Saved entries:
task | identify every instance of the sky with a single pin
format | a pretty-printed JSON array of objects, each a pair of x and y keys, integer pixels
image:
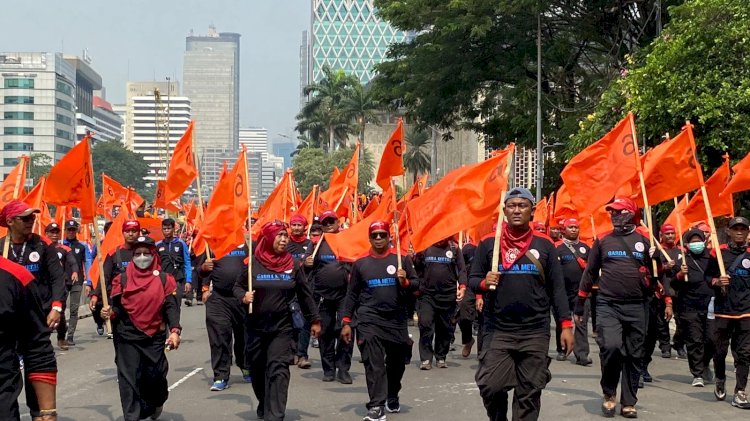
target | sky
[{"x": 144, "y": 40}]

Aim of the task:
Return the complete data unchanged and include none of the pictures.

Answer area:
task | identify every instance of the sky with a single pin
format | a pretty-printed JSON array of objects, each a pair of x and y keys, integer pixels
image:
target | sky
[{"x": 144, "y": 40}]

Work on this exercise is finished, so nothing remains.